MEXICAN RESTAURANTS, INC.

1135 Edgebrook

Houston, Texas 77034-1899

 

                                                                          Dated: March 29, 2007

 

 

Bank of America, N.A.

(successor by merger to Fleet National Bank)

100 Federal Street

Boston, Massachusetts 02110

 

 

Re:

Amendment No. 3 to Amended and Restated Revolving Credit

and Term Loan Agreement       

 

Ladies and Gentlemen:

 

We refer to the Amended and Restated Revolving Credit and Term Loan Agreement (as amended, the “Loan Agreement”), dated as of January 7, 2004, between Mexican Restaurants, Inc. (the “Borrower”) and Bank of America, N.A. (successor by merger to Fleet National Bank) (the “Lender”). All of the words and expressions used in this letter of agreement (this “Amendment No. 3”) which are not defined herein, but which are defined in the Loan Agreement, shall have the same meanings herein as specified therefor in the Loan Agreement.

 

We have requested that you make certain amendments to the Loan Agreement and you have advised us that you are prepared and would be pleased to make the amendments requested by us, but only on the condition that we join with you in this letter of agreement.

 

Accordingly, in consideration of the premises and the promises, mutual covenants and agreements contained in this Amendment No. 3, and fully intending to be legally bound by this Amendment No. 3, we hereby agree with you as follows:

 

 

--

1706662

 

 


 

 

 

ARTICLE I

 

AMENDMENTS TO LOAN AGREEMENT

 

Effective as of December 31, 2006 (herein the “Modification Date”), the Loan Agreement is amended as follows:

 

(a)   Each reference in any Loan Document to the Loan Agreement shall be deemed to include this Amendment No. 3, and this Amendment No. 3 shall be deemed to be a Loan Document for all purposes under the Loan Agreement.

────────────────

• REQUIREMENT A:
Quote the loan amendment letter word for word, from "Amendment No. 3 to" up to and including "in the Loan Agreement.".
• REQUIREMENT B:
Pick up the loan amendment letter right after its last sentence and keep writing it.

────────────────

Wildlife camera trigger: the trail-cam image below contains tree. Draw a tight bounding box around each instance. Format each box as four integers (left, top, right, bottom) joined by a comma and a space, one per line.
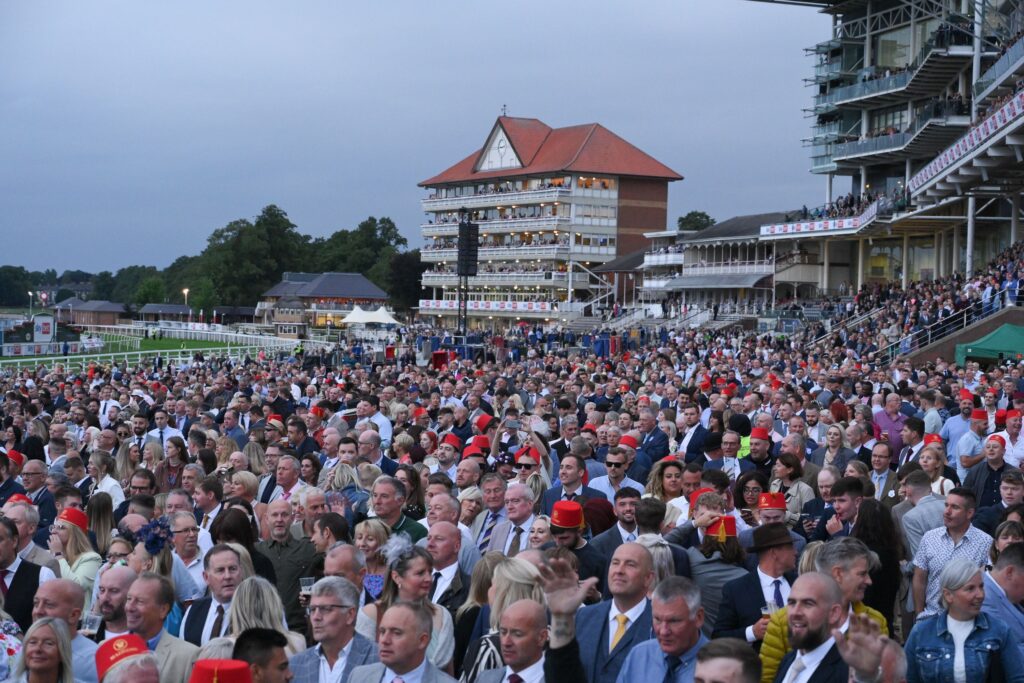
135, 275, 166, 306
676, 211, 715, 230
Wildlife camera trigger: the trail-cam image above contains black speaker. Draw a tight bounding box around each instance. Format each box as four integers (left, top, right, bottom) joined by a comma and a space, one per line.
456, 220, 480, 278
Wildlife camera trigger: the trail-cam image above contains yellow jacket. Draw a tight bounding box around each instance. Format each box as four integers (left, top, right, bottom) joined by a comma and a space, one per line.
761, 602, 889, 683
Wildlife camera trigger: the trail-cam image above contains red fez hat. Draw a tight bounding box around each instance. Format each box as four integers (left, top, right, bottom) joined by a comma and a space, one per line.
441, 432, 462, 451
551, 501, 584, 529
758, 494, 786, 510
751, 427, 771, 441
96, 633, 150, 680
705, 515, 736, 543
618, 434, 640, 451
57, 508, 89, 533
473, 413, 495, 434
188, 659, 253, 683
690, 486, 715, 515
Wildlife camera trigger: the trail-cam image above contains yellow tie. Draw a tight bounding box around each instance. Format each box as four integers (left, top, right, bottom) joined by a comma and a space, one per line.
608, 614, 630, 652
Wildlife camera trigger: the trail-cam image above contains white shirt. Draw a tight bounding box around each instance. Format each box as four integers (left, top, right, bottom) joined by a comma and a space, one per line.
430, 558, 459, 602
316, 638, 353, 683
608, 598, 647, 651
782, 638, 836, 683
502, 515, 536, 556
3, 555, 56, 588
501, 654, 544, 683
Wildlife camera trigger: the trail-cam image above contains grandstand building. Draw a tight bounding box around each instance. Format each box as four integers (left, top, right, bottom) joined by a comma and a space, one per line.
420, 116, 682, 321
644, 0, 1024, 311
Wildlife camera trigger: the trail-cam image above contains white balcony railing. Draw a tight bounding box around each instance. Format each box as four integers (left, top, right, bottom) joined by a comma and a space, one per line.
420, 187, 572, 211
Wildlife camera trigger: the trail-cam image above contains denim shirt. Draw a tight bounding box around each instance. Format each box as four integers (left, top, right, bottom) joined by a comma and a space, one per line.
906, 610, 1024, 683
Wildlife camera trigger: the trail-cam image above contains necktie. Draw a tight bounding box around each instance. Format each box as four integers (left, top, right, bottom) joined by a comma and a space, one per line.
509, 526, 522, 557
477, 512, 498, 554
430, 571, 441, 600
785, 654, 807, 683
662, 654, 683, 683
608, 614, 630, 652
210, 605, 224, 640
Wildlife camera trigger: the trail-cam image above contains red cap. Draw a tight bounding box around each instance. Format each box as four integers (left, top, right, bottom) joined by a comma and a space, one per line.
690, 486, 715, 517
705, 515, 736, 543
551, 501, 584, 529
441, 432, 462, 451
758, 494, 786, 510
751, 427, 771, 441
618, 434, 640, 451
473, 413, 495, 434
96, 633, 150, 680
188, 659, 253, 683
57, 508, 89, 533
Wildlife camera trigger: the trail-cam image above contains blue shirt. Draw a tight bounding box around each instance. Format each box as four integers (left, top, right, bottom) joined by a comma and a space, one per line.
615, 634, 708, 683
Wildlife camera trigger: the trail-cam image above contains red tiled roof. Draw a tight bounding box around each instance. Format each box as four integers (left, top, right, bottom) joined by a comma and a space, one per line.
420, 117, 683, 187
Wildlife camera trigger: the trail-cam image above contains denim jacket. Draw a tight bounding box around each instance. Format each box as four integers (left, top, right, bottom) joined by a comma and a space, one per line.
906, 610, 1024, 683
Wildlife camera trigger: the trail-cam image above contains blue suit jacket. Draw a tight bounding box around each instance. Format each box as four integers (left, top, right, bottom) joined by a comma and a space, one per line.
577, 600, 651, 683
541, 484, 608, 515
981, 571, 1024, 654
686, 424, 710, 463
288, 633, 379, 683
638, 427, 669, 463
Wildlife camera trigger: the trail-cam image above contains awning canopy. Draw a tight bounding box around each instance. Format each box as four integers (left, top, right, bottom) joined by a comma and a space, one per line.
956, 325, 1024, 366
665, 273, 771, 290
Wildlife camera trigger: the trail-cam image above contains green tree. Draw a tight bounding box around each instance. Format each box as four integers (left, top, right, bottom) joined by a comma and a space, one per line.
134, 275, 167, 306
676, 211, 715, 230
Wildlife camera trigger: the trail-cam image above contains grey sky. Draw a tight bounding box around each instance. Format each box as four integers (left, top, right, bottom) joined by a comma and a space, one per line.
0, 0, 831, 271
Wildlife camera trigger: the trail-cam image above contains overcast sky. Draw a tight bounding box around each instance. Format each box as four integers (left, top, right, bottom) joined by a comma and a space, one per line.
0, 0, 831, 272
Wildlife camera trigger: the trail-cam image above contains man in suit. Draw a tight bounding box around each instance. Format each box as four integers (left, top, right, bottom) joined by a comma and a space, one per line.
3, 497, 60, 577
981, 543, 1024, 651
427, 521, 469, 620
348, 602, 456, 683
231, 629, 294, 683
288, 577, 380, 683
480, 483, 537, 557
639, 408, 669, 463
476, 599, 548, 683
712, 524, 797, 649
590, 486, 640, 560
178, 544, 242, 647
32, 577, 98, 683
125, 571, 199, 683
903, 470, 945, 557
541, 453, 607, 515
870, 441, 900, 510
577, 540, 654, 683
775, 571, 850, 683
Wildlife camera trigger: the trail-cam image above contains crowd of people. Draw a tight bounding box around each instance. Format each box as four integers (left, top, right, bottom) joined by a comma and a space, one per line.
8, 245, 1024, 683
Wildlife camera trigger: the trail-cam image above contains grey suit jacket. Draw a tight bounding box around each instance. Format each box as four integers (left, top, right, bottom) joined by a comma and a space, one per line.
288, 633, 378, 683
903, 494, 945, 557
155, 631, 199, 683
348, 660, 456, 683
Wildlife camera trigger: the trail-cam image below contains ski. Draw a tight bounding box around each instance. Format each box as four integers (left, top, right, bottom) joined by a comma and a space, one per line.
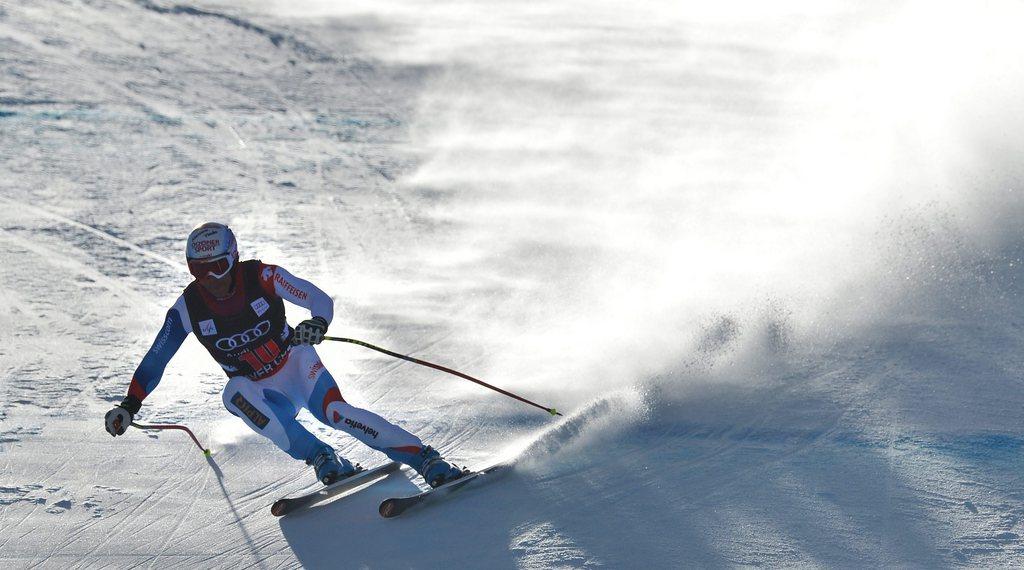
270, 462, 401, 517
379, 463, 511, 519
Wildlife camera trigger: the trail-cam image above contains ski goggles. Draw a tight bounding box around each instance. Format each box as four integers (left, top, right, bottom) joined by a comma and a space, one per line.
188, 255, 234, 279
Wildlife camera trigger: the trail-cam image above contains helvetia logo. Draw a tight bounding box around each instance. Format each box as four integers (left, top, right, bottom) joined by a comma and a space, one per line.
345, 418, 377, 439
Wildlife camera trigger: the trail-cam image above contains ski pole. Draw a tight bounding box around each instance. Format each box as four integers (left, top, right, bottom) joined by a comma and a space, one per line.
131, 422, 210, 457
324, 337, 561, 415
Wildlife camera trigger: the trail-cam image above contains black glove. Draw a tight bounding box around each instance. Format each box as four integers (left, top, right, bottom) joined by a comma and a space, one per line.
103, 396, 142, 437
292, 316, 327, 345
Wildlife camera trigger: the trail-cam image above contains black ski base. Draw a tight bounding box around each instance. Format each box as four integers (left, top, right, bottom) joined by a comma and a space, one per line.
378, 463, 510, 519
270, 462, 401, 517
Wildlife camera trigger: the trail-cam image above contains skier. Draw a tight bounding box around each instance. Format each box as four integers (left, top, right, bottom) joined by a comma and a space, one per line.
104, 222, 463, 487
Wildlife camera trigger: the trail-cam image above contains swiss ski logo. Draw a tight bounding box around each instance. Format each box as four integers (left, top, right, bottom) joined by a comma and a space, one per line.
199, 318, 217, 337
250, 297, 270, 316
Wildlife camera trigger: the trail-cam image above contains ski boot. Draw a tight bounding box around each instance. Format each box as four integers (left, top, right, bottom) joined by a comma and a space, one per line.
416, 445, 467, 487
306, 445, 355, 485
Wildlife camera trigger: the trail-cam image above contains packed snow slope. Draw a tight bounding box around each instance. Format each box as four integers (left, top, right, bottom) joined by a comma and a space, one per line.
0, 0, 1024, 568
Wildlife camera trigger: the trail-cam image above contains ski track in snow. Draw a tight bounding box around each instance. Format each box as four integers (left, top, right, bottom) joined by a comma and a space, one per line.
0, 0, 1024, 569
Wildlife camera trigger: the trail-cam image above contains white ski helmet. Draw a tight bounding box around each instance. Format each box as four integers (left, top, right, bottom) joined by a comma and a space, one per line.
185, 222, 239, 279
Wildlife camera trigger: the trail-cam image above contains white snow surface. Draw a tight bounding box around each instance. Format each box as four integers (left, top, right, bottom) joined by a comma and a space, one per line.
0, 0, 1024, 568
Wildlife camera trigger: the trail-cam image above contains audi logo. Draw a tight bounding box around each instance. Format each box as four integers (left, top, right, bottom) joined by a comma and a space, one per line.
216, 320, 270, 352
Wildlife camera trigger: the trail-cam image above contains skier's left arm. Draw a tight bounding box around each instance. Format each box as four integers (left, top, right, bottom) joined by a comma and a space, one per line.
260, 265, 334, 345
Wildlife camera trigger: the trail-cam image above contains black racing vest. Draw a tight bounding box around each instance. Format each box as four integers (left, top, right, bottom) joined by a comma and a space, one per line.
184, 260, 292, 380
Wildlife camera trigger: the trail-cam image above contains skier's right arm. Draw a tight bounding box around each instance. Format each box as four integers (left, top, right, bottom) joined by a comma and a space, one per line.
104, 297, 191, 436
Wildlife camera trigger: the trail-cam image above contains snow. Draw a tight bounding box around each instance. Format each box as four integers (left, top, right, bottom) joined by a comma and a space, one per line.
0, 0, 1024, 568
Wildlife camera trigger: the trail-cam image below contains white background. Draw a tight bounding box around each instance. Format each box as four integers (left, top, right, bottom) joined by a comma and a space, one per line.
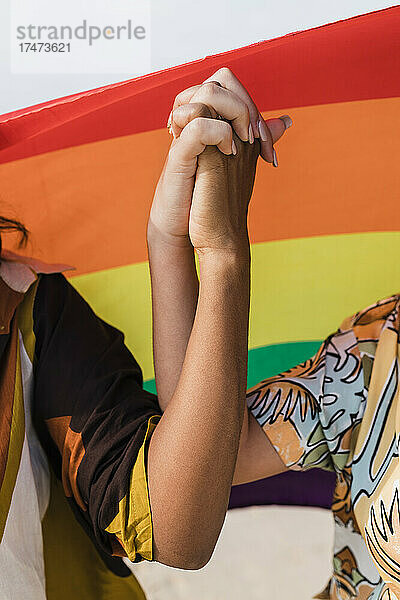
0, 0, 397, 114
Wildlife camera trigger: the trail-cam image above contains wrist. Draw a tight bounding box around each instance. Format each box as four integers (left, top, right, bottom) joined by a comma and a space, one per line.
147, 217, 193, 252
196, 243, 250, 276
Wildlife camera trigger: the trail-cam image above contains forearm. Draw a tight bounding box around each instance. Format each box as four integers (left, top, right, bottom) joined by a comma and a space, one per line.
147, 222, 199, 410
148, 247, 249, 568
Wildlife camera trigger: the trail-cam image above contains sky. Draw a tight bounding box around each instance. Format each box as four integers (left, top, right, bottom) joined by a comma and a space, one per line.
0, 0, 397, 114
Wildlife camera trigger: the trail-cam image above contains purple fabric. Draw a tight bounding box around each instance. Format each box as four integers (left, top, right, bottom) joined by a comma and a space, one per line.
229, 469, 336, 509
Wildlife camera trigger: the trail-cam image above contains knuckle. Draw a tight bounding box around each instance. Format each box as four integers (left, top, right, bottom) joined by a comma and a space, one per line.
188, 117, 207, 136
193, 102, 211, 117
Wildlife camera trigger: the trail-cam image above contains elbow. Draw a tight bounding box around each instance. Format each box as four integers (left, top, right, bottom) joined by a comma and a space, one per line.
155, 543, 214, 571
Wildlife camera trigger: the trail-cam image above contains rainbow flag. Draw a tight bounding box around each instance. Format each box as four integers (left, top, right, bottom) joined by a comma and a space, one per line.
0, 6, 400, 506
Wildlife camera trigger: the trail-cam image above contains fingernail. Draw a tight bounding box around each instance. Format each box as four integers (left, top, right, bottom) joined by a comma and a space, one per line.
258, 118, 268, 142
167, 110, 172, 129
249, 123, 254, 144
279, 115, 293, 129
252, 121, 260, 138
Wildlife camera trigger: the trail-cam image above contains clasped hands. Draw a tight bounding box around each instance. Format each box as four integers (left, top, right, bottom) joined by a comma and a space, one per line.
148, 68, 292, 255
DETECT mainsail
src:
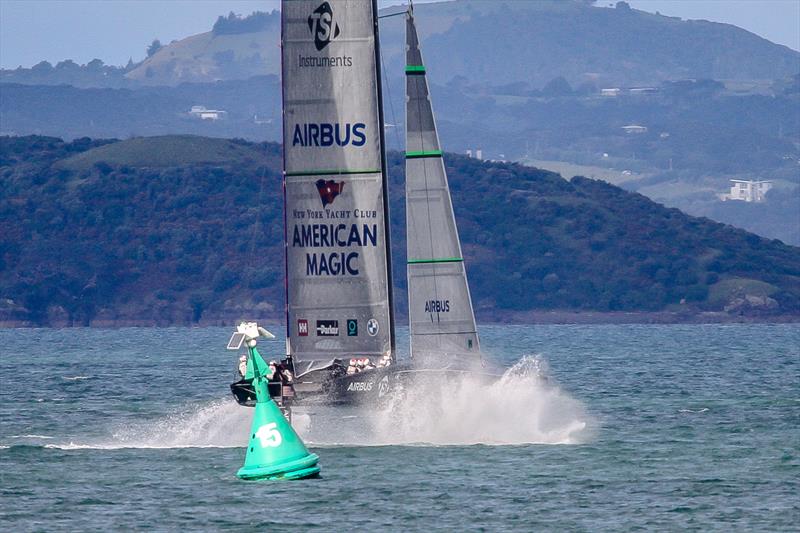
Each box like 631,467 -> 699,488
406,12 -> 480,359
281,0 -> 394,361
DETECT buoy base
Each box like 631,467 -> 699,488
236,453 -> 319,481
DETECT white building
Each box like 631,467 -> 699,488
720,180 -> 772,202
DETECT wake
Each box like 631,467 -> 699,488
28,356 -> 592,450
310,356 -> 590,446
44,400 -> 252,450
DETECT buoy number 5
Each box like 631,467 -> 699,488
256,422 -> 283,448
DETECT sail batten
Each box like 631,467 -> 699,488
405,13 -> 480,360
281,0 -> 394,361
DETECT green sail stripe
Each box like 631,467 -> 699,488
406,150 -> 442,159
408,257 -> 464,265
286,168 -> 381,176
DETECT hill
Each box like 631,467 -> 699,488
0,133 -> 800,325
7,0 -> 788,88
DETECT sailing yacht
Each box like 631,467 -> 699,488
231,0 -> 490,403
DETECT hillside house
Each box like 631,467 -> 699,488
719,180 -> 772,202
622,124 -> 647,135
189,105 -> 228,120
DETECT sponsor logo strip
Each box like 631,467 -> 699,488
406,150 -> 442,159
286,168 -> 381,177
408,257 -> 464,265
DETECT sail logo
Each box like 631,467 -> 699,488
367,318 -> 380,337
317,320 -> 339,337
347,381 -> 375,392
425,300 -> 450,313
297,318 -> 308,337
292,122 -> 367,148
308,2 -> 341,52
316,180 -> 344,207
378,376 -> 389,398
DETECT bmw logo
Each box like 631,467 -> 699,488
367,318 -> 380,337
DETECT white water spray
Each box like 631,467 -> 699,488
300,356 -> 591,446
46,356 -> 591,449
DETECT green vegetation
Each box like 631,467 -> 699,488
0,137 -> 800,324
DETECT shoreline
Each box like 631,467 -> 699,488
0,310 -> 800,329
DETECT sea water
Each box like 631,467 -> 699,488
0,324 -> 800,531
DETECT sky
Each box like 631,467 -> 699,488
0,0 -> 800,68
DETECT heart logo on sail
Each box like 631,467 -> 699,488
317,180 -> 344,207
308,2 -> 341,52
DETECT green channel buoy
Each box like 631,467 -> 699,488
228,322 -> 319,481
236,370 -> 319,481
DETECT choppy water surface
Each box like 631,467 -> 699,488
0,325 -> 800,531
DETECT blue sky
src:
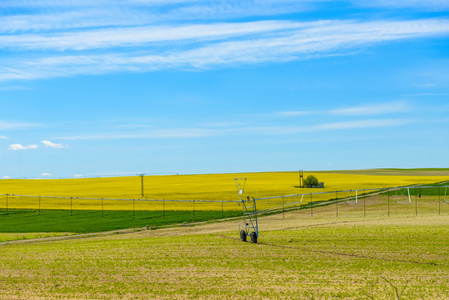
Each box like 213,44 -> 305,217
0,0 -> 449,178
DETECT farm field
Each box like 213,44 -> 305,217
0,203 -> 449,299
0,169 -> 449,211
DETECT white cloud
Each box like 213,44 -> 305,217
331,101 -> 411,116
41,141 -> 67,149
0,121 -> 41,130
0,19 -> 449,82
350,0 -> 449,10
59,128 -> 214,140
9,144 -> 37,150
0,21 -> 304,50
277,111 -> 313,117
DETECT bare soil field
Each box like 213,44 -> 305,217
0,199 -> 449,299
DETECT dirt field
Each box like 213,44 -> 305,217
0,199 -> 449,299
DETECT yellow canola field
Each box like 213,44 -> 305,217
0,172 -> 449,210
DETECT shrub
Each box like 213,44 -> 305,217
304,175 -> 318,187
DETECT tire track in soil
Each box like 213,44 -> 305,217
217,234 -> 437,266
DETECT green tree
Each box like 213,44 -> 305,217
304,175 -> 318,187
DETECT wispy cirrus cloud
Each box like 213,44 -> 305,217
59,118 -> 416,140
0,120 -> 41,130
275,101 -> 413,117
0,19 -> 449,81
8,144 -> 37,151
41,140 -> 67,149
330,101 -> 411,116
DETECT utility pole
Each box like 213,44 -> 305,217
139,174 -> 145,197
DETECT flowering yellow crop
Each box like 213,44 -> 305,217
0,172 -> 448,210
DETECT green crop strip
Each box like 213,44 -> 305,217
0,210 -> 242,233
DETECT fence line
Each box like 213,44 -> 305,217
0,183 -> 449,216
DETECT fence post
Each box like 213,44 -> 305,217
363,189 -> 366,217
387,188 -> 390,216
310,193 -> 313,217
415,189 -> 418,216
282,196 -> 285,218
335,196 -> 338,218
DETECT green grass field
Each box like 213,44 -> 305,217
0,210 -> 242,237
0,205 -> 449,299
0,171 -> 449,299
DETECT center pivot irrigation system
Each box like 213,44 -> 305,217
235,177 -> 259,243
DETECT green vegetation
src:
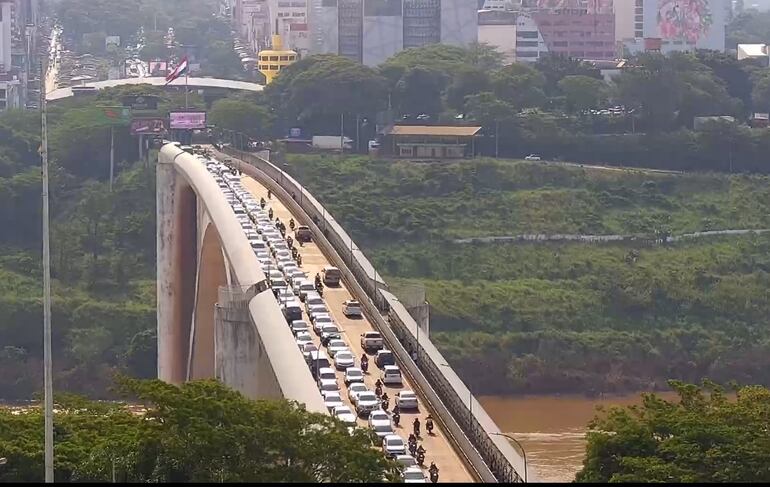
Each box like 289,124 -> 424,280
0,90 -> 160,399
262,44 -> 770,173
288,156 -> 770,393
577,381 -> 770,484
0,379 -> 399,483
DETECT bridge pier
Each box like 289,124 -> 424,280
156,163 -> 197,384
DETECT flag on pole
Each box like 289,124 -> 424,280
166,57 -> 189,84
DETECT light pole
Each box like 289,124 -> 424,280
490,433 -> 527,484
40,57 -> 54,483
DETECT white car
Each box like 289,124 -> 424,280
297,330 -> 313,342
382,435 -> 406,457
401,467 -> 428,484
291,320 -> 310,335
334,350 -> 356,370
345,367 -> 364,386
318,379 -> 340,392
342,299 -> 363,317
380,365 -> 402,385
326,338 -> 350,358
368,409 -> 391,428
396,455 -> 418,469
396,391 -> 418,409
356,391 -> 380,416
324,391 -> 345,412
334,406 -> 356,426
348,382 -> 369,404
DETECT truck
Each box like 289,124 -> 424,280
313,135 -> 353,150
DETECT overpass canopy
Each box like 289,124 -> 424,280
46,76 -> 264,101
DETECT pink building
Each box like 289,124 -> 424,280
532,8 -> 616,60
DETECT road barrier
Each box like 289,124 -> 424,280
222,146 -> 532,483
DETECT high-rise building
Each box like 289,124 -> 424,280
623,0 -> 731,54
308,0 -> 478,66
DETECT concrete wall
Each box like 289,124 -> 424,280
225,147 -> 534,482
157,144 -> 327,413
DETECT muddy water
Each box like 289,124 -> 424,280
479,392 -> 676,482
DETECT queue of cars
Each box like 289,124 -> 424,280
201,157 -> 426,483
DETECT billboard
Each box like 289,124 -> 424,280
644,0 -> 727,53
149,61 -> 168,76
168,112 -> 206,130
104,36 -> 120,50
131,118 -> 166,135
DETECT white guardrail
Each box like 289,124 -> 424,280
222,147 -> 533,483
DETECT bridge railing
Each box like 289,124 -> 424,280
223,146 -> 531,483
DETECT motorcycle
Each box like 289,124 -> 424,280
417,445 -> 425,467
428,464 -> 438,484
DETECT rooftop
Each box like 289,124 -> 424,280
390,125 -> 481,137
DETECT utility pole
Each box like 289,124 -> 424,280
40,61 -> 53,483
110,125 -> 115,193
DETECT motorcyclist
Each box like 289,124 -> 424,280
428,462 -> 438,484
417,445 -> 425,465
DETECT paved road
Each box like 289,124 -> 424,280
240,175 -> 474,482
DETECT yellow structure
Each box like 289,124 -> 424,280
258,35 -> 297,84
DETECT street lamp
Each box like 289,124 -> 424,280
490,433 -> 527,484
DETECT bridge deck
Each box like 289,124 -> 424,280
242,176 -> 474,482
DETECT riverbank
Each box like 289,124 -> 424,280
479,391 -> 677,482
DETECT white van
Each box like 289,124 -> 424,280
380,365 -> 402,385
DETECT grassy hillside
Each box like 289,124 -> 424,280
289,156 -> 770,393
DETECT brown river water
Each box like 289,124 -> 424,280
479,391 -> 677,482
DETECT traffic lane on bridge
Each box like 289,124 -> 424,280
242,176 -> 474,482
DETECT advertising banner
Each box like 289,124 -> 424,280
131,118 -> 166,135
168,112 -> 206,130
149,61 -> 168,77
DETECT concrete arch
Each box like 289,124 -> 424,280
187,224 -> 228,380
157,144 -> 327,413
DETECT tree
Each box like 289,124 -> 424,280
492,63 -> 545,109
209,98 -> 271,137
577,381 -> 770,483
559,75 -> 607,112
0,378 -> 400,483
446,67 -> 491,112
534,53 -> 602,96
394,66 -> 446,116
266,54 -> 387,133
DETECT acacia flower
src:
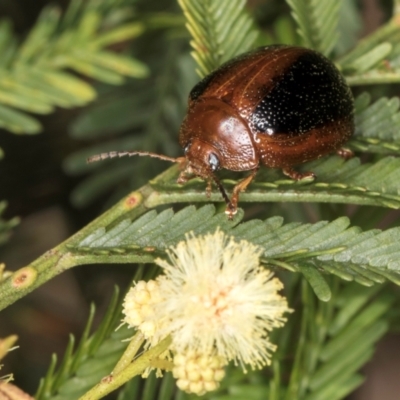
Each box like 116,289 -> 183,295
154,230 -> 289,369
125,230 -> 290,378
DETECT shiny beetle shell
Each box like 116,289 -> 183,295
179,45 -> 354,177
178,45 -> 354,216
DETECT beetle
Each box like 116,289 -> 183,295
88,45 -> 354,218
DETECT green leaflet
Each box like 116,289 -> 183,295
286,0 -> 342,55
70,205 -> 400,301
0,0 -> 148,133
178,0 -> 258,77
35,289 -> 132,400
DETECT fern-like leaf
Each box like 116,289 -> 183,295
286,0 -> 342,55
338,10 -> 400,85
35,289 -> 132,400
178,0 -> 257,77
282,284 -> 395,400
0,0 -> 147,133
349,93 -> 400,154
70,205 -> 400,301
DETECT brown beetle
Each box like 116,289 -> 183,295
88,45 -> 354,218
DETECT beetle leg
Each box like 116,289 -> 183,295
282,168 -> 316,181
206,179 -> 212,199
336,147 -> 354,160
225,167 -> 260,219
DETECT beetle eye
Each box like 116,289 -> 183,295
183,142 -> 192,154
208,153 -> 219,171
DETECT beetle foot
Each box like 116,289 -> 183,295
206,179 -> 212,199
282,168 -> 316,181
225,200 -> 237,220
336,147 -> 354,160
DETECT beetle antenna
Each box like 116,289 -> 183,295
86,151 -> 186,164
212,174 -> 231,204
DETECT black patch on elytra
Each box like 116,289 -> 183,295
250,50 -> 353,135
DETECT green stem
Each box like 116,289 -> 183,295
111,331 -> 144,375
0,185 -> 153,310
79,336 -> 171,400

────────────────

• TASK RESPONSE A:
Amendment No. 3 to Amended and Restated Revolving Credit

and Term Loan Agreement       

 

Ladies and Gentlemen:

 

We refer to the Amended and Restated Revolving Credit and Term Loan Agreement (as amended, the “Loan Agreement”), dated as of January 7, 2004, between Mexican Restaurants, Inc. (the “Borrower”) and Bank of America, N.A. (successor by merger to Fleet National Bank) (the “Lender”). All of the words and expressions used in this letter of agreement (this “Amendment No. 3”) which are not defined herein, but which are defined in the Loan Agreement, shall have the same meanings herein as specified therefor in the Loan Agreement.

• TASK RESPONSE B:
(b)   Section 1.18 of the Loan Agreement is deleted in its entirety and the following is substituted in lieu thereof:

 

“1.18 “Consolidated Cash Flow” means, in relation to the Borrower Affiliated Group on a Consolidated basis for any period, Consolidated EBITDAR for such period minus (a) cash Taxes paid during such period, minus (b) Consolidated Maintenance Capital Expenditures during such period, and plus   (c) the aggregate amount of any Restricted Payments made pursuant to Section 5.9 in connection with vest options purchased directly from the Company's former Chief Executive Officer, Curt Glowacki, in the fourth quarter of fiscal year 2006.

 

(c)   The definition of “Revolving Credit Maturity Date” contained in Section 1.65 of the Loan Agreement, and the fifth paragraph of the Revolving Credit Note, are each amended: (i) by deleting the reference therein to the date “January 7, 2009”; and (ii) by inserting in its place the following: “December 31, 2011”.

 

(d)   Section 1.66 of the Loan Agreement is deleted in its entirety and the following is substituted in lieu thereof:

 

“1.66   “Revolving Credit Maximum Amount” means Seven Million Five Hundred Thousand Dollars ($7,500,000.00).”

 

(e)   Section 1.68 of the Loan Agreement is deleted in its entirety and the following is substituted in lieu thereof:

 

“1.68 “Revolving Loan Commitment”   means, subject to the limitations set forth in this Agreement, Seven Million Five Hundred Thousand Dollars ($7,500,000.00).”

 

(f)   Notwithstanding anything to the contrary contained in the Loan Agreement or any other Loan Document (including, without limitation, Section 2.2 of the Loan Agreement and the Term Note), the Term Loan and the Term Loan Commitment are each hereby terminated and all amounts advanced under the Term Loan are hereby deemed to be advances under the Revolving Loan.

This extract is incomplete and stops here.